■ Required task 1:
Copy out each line of the entries below that contains the string "shirt".

■ Extract:
══════════
These are the key concepts you need to understand to accurately answer the question.

Managerial Inefficiencies
Managerial inefficiencies are a significant aspect of diseconomies of scale. As companies expand, they often require more managers and administrative staff to oversee operations. This can lead to several issues that increase costs rather than decrease them.
Managers have to deal with larger teams and more complex operations, which can lead to slower decision-making. Decision-making becomes burdened with bureaucratic processes, making it less responsive to changes and opportunities.
This can result in missed opportunities and a lack of agility in the marketplace. Consequently, the business operates less effectively and efficiently, which contributes to higher per-unit costs rather than the desired lower ones.
Communication Challenges
Communication challenges arise as firms grow, presenting another factor in diseconomies of scale. Larger organizations typically mean more layers of management between the top decision-makers and the workers.
Increasing the number of management layers can make communication pathways overly complicated, leading to miscommunication or loss of information.
  • This can result in confusion about goals and objectives among employees.
  • Misalignment can occur, causing delays in project completion.
  • Errors might increase because information is not conveyed accurately.
In the long run, these communication difficulties can hinder overall productivity and increase operational expenses.
Coordination Difficulties
Coordination difficulties often occur when scaling up business operations. As a company grows, it needs to synchronize more activities across different departments and geographical locations.
The complexity of coordinating activities can be overwhelming, leading to inefficiencies. Some departments might work at different speeds or in conflicting directions, resulting in bottlenecks.
  • Misalignment between departments can disrupt workflow.
  • Tasks may have to be redone, wasting time and resources.
  • Overall productivity could diminish as coordination becomes more cumbersome.
══════════
■ Input rows:
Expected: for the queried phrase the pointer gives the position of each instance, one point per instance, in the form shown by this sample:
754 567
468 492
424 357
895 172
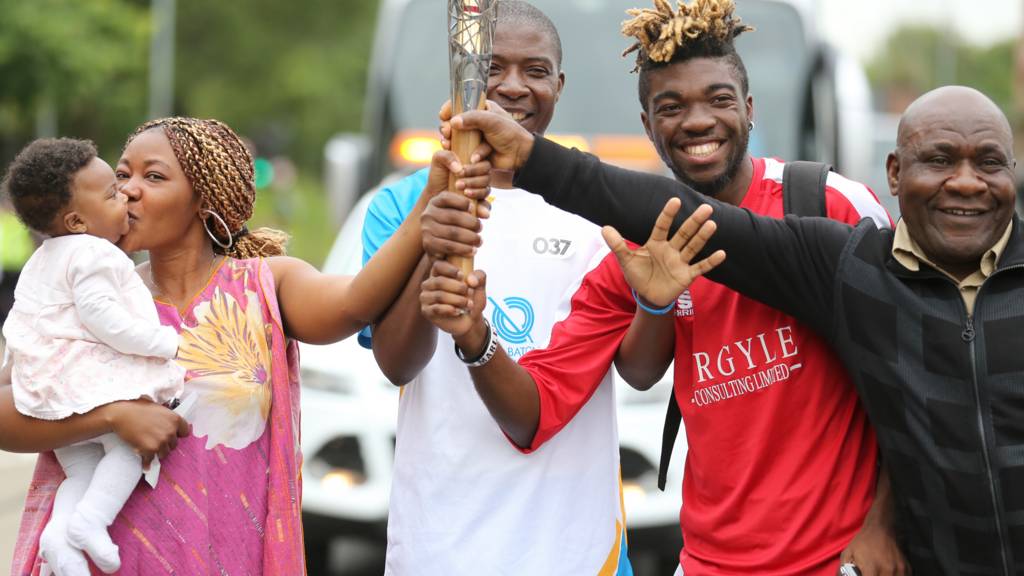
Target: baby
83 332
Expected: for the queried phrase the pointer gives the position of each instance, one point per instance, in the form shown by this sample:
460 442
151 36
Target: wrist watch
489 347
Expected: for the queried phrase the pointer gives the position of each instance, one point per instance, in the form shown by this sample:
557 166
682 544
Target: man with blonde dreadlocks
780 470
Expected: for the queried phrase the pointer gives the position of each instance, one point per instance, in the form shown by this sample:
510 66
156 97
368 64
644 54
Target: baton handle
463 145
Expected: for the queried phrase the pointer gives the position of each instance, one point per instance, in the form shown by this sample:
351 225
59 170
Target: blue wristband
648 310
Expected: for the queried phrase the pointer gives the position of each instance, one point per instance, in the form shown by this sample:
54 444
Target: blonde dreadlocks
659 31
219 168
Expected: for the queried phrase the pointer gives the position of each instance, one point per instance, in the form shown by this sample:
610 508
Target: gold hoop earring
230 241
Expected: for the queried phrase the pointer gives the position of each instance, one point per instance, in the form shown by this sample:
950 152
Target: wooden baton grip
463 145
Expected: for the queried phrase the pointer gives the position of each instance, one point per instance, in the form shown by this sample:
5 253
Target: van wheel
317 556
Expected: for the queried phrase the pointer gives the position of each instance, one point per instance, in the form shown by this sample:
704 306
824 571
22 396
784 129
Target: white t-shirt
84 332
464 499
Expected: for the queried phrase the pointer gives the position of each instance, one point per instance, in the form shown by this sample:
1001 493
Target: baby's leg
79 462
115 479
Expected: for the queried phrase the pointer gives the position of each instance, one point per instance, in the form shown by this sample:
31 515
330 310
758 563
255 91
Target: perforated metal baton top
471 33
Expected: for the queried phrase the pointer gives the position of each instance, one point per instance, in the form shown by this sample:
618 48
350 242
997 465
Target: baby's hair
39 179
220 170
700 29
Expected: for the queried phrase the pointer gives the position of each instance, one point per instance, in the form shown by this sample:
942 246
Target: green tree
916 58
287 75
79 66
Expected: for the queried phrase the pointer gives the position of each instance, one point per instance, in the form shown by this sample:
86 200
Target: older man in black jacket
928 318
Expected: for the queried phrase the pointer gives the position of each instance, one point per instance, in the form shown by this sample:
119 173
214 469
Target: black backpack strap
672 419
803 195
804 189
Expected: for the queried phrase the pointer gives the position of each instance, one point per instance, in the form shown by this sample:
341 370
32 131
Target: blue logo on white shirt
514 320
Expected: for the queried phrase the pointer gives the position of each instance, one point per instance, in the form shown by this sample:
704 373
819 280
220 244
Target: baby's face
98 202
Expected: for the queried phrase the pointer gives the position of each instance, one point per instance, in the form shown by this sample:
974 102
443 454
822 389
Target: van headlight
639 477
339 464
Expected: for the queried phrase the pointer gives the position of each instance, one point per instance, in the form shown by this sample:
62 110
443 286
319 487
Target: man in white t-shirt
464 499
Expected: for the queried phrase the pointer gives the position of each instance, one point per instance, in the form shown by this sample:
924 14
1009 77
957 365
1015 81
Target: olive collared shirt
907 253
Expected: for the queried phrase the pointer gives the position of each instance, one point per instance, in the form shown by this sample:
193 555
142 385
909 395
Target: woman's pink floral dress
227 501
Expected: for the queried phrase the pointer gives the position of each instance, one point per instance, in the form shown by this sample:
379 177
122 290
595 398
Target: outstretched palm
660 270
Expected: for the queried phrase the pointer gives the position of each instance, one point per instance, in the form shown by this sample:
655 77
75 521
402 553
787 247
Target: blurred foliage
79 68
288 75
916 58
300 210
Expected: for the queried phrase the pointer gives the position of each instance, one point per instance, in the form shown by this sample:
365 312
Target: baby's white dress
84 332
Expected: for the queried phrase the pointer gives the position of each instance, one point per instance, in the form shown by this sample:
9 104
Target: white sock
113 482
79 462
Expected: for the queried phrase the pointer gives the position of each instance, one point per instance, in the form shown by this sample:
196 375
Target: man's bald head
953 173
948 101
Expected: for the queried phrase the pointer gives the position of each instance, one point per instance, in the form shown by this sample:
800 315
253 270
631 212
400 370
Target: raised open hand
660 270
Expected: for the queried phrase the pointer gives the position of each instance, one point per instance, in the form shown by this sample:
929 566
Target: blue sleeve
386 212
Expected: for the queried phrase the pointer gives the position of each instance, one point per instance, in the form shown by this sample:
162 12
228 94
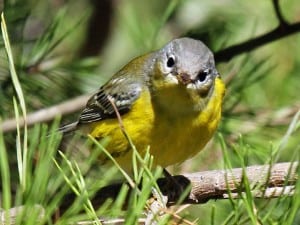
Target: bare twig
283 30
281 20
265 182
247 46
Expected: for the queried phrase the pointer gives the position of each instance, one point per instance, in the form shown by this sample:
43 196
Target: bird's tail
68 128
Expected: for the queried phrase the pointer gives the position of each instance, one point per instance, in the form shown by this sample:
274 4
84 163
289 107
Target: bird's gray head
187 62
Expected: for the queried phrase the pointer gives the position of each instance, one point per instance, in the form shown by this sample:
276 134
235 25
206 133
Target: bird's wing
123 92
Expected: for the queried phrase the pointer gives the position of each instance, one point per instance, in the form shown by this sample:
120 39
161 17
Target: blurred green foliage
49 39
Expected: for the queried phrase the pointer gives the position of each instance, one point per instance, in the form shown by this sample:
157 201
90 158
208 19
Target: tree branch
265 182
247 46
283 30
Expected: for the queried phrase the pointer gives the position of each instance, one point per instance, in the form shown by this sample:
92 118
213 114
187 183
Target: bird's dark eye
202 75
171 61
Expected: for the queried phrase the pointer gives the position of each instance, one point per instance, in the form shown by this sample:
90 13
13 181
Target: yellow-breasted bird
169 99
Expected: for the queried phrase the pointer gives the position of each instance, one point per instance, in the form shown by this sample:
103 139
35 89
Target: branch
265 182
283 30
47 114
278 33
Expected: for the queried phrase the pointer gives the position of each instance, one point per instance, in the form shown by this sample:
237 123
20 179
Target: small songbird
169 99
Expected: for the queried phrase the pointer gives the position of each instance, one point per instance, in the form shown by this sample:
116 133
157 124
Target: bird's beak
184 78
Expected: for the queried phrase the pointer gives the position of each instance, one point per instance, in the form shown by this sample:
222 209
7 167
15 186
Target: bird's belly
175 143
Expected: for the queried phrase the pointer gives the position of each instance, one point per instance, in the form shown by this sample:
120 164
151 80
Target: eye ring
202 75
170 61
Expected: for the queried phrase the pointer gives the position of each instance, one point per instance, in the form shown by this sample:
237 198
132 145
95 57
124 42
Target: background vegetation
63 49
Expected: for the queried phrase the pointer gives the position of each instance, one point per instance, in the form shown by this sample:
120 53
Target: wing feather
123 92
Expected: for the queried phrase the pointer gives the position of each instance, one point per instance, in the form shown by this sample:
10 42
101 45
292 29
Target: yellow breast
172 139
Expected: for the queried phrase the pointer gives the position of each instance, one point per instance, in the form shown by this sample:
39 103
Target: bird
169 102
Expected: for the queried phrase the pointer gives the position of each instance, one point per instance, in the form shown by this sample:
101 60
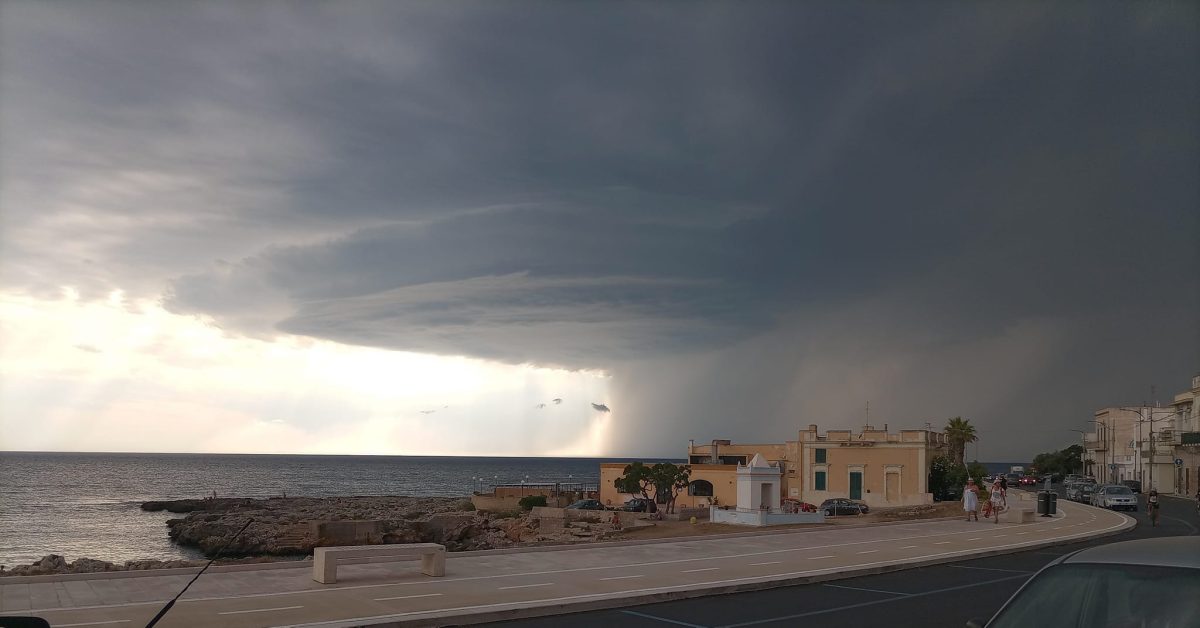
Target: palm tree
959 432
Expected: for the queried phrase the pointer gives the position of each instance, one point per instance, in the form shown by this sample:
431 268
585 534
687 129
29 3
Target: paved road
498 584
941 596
══════════
■ Required task 2:
Translate this sentence from the passage on diseconomies of scale above into Spanish: "Coordination difficulties often occur when scaling up business operations."

■ Task solution 1:
Target: white t-shirt
Target: blue logo on white shirt
Target: man in white t-shirt
Target: olive collared shirt

■ Task solution 2:
Las dificultades de coordinación suelen surgir al ampliar las operaciones empresariales.